▸ **Exercise materials**
|---|

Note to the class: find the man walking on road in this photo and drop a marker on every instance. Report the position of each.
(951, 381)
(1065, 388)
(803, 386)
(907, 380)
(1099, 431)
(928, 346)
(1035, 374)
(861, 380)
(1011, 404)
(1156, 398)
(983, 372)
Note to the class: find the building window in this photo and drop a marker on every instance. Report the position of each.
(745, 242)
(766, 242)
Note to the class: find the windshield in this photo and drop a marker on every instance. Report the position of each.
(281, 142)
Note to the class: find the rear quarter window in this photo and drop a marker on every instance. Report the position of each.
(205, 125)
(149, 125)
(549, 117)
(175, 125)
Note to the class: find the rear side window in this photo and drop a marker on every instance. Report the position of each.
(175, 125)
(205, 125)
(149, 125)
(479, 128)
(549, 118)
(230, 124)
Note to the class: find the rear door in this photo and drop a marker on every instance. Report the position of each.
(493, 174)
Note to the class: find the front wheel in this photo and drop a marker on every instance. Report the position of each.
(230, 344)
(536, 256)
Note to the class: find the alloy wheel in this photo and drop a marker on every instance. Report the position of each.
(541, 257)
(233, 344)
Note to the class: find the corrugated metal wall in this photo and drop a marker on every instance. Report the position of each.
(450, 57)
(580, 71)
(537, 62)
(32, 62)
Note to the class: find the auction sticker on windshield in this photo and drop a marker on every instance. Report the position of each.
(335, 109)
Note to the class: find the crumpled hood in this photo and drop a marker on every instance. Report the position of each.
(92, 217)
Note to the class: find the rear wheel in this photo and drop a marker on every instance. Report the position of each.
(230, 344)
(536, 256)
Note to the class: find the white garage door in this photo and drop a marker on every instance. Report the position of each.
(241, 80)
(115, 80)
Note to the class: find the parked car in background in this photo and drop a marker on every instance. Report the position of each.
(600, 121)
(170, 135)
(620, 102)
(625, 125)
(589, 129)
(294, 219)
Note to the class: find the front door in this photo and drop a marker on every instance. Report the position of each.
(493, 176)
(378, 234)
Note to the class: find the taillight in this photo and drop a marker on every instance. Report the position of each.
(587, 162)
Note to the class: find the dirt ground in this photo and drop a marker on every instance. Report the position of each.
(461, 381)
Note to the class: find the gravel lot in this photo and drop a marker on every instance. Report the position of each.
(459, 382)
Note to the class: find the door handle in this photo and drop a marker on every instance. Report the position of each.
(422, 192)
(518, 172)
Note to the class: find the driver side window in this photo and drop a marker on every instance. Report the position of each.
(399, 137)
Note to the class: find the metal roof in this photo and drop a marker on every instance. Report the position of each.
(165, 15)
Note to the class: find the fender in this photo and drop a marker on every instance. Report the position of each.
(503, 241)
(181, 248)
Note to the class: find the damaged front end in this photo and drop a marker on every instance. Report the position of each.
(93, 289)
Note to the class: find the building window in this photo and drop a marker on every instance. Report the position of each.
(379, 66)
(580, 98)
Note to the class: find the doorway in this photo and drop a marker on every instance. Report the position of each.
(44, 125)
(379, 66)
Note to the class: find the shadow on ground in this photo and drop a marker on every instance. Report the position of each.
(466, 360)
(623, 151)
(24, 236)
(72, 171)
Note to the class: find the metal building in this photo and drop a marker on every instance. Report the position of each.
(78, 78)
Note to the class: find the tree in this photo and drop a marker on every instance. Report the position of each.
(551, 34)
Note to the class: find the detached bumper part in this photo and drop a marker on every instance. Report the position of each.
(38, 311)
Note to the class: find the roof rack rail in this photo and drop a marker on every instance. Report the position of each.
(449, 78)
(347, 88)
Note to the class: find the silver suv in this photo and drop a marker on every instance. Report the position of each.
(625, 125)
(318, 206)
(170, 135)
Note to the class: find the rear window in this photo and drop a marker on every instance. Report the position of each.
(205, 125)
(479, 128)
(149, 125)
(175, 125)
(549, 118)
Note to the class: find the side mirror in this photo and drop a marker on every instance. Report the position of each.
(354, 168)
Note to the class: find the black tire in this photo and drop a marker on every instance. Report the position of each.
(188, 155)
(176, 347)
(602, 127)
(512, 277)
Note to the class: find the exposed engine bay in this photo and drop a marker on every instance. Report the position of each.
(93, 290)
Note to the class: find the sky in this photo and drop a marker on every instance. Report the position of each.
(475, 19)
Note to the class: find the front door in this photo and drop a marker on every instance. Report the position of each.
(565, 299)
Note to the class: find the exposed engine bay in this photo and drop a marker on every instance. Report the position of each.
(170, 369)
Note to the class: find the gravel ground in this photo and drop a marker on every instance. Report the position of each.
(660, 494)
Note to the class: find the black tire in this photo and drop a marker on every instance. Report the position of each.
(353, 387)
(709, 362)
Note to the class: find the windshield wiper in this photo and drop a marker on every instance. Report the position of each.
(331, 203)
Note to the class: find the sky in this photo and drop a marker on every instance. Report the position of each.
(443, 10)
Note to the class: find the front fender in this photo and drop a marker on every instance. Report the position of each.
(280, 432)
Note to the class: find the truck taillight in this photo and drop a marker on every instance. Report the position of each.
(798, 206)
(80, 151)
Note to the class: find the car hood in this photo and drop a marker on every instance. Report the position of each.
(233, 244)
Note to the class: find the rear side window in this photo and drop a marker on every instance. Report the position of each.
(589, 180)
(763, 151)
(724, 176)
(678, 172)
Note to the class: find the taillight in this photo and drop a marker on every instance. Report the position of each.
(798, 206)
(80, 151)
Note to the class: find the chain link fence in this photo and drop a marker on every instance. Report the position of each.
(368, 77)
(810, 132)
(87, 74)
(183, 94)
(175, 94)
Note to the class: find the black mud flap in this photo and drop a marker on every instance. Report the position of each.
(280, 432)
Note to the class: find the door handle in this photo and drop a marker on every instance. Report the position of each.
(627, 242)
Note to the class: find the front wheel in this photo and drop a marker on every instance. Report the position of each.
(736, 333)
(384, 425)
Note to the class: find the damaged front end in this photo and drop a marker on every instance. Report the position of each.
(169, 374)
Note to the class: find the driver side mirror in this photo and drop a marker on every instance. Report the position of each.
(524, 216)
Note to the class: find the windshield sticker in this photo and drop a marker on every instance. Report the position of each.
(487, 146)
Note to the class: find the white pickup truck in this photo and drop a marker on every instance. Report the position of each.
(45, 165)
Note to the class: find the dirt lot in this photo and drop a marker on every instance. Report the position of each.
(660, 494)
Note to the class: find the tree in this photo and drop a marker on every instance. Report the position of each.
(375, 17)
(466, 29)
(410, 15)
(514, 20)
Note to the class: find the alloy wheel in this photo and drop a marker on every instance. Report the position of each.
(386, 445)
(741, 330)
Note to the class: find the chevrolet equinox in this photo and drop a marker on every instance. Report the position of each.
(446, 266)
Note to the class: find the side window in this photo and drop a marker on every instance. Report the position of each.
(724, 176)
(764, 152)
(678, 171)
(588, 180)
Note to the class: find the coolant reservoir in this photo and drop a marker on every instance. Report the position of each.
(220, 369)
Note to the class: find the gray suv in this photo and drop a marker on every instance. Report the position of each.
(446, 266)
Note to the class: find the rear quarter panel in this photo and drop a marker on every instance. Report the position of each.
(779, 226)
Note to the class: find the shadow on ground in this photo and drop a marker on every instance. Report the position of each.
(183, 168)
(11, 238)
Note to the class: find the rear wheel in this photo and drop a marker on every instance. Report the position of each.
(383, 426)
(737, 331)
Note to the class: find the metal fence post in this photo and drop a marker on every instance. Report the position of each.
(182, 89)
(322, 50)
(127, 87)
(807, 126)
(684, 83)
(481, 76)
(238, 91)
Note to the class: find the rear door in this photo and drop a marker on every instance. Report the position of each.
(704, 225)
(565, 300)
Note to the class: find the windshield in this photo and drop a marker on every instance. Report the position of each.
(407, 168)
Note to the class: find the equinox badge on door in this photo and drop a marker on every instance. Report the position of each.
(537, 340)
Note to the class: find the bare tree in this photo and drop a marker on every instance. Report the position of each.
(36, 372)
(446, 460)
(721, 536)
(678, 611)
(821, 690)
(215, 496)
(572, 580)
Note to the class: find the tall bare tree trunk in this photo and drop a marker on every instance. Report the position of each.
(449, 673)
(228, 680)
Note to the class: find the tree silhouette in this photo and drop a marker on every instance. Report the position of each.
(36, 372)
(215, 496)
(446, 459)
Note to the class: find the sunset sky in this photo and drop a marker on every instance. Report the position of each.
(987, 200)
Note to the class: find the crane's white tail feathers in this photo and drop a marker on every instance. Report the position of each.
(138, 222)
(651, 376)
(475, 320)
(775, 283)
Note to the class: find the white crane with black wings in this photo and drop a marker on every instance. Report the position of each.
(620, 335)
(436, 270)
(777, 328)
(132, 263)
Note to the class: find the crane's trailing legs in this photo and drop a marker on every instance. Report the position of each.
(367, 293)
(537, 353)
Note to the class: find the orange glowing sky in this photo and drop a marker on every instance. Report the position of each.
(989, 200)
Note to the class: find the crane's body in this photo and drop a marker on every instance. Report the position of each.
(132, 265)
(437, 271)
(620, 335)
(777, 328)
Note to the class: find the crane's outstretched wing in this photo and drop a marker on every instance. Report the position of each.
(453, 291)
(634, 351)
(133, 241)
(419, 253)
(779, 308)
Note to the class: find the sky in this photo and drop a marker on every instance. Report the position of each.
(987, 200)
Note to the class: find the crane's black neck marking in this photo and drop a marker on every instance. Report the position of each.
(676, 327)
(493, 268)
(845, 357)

|---|

▸ **Given exercise**
Quote the lines of the listing above that run from the line with "Note to the class: find the orange" through its last line, both included, and nothing else.

▸ **Response below**
Note to the class: find the orange glowing sky in this photo and drop a marker on every instance. Report the position of each.
(989, 200)
Note to the class: find the crane's body in this photo and drop a marker on every instance. Report the position of each.
(132, 265)
(437, 271)
(620, 335)
(777, 328)
Note to the class: find the crane's outstretched wing in this photo and drop a marker on every instance. Report the position of each.
(453, 291)
(634, 351)
(133, 241)
(419, 253)
(779, 308)
Note to the class: find the sky in this photo and drop a marker on every instance. Report the position of each.
(987, 200)
Note to the class: find the crane's black neck marking in this photo and drop a marker on every instance. Report the position of each.
(676, 327)
(493, 268)
(845, 357)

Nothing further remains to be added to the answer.